Merging CPUs and GPUs
AMD has already outlined the beginning of its CPU/GPU merger strategy in a little product called Fusion. While quite bullish on Fusion, AMD hasn't done a tremendous job of truly explaining the importance of Fusion. Fusion, if you haven't heard, is AMD's first single chip CPU/GPU solution due out sometime in the 2008 - 2009 timeframe. Widely expected to be two individual die on a single package, the first incarnation of Fusion will simply be a more power efficient version of a platform with integrated graphics. Integrated graphics is nothing to get excited about, but it is what follows as manufacturing technology and processor architectures evolve that is really interesting.
AMD views the Fusion progression as three discrete steps:
Today we have a CPU and a GPU separated by an external bus, with the two being quite independent. The CPU does what it does best, and the GPU helps out wherever it can. Step 1, is what AMD is calling integration, and it is what we can expect in the first Fusion product due out in 2008 - 2009. The CPU and GPU are simply placed next to one another and there's minor leverage of that relationship, mostly from a cost and power efficiency standpoint.

Stored rows>
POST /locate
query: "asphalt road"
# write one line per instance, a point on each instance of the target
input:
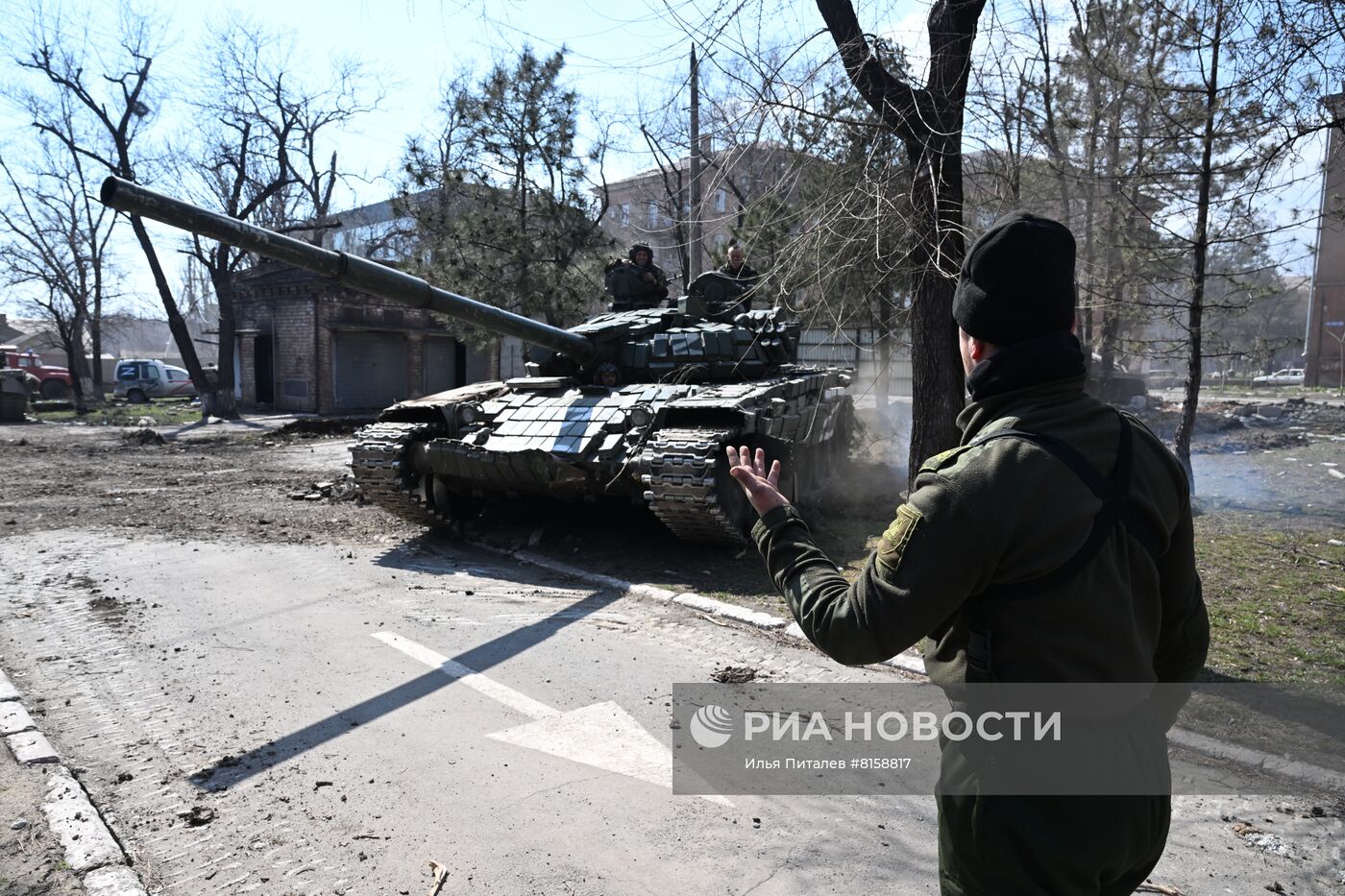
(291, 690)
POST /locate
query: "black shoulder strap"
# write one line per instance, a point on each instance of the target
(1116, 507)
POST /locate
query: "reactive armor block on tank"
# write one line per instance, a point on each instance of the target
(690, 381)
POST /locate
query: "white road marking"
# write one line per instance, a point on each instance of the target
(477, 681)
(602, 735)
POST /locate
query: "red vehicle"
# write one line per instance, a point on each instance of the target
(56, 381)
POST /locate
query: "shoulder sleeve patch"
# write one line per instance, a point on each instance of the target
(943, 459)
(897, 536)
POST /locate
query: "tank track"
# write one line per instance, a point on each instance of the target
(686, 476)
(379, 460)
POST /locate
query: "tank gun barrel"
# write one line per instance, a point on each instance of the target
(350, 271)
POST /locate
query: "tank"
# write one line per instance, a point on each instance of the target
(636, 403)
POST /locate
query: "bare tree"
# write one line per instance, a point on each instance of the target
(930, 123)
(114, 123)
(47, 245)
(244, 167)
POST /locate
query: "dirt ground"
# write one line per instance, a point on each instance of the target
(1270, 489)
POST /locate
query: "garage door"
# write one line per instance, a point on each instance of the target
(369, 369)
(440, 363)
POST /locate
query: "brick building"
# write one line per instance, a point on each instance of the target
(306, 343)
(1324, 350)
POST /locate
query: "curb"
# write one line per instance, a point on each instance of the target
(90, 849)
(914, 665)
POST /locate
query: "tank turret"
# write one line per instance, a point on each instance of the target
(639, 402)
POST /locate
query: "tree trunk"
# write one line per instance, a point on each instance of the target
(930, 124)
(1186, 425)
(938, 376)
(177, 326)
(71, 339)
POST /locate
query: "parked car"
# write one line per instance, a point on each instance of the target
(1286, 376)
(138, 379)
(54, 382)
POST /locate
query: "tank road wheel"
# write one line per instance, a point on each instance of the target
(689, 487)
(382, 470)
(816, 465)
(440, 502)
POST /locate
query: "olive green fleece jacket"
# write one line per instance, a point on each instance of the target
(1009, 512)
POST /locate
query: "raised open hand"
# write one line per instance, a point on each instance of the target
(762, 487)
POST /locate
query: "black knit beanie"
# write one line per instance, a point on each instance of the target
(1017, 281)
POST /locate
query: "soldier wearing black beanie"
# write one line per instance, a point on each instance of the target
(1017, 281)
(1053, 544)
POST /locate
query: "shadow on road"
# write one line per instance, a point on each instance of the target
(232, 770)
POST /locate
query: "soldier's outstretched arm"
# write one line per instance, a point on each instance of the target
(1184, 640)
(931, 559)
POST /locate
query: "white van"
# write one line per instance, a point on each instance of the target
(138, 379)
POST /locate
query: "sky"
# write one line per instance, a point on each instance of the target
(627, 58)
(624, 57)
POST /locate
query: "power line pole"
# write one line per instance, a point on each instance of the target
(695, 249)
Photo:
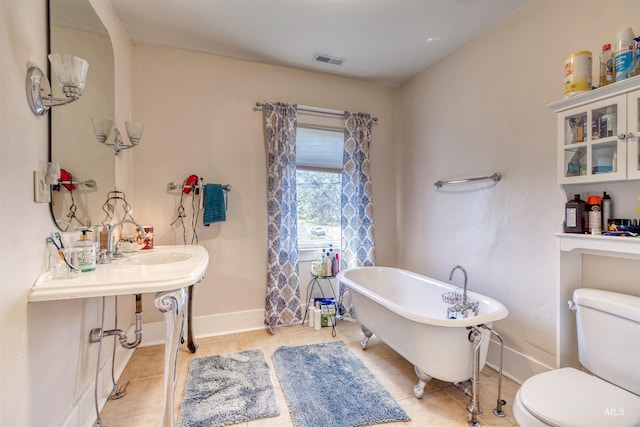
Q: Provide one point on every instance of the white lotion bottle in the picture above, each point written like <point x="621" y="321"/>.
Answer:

Goal of the exercise>
Copy from the text on merging CPUs and GPUs above the part that opens with the words containing "Merging CPUs and" and closes with "is really interesting.".

Answer to the task>
Merging CPUs and GPUs
AMD has already outlined the beginning of its CPU/GPU merger strategy in a little product called Fusion. While quite bullish on Fusion, AMD hasn't done a tremendous job of truly explaining the importance of Fusion. Fusion, if you haven't heard, is AMD's first single chip CPU/GPU solution due out sometime in the 2008 - 2009 timeframe. Widely expected to be two individual die on a single package, the first incarnation of Fusion will simply be a more power efficient version of a platform with integrated graphics. Integrated graphics is nothing to get excited about, but it is what follows as manufacturing technology and processor architectures evolve that is really interesting.